[start Record set]
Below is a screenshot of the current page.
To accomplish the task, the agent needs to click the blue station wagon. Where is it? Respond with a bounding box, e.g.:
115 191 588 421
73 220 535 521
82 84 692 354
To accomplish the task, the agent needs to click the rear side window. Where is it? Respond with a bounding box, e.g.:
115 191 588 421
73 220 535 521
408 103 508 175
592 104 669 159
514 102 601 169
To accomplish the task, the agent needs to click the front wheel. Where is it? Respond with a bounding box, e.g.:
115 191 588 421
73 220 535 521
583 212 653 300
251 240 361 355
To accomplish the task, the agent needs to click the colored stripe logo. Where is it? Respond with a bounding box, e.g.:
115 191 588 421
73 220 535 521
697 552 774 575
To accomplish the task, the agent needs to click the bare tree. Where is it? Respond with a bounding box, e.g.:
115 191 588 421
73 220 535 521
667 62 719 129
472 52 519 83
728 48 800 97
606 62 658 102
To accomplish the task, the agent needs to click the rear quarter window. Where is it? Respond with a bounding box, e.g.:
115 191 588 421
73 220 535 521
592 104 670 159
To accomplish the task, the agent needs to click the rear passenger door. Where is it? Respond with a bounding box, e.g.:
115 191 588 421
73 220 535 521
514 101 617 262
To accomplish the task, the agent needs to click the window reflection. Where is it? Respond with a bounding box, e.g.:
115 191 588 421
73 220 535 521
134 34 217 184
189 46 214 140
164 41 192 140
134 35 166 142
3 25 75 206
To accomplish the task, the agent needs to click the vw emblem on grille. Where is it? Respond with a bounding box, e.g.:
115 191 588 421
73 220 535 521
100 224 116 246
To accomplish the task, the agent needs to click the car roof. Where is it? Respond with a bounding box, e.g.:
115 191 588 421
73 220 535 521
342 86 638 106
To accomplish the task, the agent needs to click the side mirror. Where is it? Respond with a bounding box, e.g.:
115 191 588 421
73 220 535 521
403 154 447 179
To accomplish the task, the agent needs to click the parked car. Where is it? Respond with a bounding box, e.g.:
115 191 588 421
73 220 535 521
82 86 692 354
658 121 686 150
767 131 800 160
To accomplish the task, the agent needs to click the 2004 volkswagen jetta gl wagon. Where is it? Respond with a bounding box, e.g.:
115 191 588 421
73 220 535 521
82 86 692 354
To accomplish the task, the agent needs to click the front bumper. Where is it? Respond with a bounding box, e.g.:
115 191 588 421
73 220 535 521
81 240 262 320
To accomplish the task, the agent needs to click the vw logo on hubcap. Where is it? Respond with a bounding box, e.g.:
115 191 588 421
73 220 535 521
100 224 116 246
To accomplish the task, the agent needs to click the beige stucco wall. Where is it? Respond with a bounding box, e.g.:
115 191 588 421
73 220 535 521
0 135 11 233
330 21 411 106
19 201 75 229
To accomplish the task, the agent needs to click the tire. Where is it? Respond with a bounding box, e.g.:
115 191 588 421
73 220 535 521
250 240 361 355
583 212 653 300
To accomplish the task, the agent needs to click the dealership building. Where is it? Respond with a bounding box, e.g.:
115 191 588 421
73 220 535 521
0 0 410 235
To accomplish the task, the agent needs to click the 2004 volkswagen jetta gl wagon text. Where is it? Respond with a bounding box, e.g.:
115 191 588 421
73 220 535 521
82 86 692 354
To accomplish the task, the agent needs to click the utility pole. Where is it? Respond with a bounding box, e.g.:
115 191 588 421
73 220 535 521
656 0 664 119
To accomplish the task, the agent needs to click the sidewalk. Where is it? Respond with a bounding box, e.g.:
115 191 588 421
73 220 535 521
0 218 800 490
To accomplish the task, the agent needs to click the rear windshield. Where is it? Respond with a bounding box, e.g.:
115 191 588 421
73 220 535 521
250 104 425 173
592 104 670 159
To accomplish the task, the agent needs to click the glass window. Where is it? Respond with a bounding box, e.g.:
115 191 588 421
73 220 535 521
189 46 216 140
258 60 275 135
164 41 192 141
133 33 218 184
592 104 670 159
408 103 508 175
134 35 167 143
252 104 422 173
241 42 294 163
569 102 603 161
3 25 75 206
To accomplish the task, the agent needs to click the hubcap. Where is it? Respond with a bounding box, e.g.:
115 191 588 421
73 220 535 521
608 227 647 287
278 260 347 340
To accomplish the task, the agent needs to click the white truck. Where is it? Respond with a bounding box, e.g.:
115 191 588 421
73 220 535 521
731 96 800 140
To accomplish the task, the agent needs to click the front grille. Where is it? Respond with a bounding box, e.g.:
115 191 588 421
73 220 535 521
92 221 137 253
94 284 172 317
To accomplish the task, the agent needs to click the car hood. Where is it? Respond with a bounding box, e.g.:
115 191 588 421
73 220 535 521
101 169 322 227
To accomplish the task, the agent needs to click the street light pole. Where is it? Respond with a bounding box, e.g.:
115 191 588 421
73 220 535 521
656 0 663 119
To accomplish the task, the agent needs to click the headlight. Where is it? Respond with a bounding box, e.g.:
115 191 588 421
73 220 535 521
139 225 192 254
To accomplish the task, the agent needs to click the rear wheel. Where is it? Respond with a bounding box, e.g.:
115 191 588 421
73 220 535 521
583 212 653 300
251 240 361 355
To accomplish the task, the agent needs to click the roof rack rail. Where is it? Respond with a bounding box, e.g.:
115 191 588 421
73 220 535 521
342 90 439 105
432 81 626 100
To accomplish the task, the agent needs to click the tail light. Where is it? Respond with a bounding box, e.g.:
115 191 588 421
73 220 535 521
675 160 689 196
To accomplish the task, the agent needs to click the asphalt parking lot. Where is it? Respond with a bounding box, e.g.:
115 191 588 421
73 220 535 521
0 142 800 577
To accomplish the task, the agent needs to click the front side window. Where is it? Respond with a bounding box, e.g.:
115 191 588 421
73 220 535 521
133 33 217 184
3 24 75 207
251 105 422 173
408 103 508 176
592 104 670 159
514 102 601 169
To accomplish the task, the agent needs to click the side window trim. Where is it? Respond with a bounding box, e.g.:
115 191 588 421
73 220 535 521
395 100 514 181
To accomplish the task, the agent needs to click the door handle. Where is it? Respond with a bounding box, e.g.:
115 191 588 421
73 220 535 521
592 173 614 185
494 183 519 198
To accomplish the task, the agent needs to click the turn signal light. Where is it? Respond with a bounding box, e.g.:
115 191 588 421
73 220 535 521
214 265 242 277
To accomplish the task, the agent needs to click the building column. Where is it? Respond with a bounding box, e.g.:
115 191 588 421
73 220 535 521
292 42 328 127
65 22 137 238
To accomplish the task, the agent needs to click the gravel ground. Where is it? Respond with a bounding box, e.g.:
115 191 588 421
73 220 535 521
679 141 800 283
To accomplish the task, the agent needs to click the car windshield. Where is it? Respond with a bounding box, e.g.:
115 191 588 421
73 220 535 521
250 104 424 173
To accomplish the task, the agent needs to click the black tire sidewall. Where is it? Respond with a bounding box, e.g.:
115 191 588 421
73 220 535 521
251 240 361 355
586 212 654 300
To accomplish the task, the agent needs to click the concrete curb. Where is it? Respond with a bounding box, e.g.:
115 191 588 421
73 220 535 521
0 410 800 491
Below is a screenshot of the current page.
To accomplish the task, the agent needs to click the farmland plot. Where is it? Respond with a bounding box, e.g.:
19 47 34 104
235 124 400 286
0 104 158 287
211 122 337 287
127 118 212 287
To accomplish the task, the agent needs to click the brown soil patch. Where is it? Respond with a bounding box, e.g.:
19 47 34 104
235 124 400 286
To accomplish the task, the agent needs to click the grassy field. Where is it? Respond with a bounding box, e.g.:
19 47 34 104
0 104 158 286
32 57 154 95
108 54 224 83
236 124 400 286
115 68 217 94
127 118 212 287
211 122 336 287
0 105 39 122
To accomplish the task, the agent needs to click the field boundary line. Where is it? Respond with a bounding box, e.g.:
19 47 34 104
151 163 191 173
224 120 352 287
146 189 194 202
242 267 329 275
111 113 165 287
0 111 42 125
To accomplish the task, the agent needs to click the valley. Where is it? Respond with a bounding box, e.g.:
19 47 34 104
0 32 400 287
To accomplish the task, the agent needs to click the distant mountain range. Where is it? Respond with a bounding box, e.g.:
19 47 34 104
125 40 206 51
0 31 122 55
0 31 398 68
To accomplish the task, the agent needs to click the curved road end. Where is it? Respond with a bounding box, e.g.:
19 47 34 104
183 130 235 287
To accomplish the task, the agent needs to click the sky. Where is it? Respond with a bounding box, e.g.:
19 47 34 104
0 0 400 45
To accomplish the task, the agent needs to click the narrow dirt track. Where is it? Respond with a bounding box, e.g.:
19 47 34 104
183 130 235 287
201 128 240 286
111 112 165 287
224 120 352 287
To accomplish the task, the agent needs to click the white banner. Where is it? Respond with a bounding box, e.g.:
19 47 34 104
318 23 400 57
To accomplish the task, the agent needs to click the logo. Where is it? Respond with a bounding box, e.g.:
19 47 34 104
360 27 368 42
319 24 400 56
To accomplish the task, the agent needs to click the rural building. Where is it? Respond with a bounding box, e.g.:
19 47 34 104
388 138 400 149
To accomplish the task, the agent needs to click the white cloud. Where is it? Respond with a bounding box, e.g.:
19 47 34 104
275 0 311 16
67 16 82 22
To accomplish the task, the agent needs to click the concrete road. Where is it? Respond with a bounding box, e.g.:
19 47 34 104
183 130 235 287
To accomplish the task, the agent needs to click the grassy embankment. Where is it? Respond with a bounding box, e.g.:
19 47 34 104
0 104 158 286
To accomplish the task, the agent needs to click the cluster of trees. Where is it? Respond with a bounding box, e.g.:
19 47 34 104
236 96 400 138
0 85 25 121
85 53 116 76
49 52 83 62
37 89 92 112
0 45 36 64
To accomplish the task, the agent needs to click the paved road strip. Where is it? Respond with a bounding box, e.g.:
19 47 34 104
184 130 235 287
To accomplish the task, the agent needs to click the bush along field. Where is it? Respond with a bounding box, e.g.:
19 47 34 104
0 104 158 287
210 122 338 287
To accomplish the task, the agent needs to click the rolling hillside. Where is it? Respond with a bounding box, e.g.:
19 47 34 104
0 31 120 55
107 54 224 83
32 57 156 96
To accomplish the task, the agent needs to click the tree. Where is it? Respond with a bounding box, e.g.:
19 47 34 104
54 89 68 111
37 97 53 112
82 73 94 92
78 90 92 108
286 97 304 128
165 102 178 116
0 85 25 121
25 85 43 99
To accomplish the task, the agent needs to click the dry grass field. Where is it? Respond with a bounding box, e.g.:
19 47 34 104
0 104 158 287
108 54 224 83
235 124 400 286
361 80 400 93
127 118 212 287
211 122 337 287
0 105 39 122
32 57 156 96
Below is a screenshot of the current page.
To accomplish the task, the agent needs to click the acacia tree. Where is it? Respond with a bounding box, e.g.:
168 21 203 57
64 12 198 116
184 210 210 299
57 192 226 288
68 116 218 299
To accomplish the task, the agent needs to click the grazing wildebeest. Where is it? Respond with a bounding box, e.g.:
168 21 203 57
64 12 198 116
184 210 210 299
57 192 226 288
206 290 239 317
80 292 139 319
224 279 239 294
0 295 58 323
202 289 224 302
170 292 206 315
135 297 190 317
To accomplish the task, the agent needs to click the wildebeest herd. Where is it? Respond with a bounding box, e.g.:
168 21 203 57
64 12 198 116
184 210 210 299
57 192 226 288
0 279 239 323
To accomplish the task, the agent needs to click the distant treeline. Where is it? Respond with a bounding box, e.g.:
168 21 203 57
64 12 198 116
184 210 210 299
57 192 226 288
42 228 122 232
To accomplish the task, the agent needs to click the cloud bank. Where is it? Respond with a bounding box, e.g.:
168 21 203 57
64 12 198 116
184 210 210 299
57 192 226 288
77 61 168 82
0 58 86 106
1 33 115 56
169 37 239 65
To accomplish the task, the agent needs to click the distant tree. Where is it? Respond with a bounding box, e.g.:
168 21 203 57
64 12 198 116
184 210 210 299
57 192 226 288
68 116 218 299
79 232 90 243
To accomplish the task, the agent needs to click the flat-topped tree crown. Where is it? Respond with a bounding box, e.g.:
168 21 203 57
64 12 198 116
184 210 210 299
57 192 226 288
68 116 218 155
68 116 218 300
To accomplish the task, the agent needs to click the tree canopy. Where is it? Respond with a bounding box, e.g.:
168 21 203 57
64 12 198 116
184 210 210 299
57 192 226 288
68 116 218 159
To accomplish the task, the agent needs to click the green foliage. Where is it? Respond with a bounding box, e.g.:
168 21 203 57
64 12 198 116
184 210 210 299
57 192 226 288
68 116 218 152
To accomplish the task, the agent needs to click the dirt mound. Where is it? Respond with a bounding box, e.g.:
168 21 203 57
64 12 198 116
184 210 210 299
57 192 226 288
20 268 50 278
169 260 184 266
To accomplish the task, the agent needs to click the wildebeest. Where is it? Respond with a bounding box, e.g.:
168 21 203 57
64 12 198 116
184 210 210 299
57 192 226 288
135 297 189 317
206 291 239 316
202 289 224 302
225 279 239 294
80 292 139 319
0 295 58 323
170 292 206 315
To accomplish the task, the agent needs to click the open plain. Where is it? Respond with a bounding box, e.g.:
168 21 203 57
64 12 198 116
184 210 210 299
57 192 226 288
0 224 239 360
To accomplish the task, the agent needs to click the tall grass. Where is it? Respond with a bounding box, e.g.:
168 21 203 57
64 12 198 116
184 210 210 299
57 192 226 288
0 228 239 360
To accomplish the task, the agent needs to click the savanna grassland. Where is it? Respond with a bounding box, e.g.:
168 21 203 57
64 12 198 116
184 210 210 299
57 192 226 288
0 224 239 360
[end Record set]
Starting at the line that contains "To accomplish the task, the agent needs to click the open", print every line through the end of the listing, word for word. Leave out all the rest.

To accomplish the task, the agent needs to click the open plain. Where is it? Respond with a bounding box, e.g.:
168 21 203 57
64 12 198 116
184 210 210 299
57 192 226 288
0 224 239 360
To accomplish the task, the agent needs to click the tall grass. Where is it? Respond with a bounding box, e.g.:
168 21 203 57
64 12 198 116
184 210 210 299
57 192 226 288
0 228 239 360
To accomplish the task, the agent needs to click the savanna grassland. Where is it? Respond with a bounding box, e.g.:
168 21 203 57
64 12 198 116
184 210 210 299
57 192 226 288
0 224 239 360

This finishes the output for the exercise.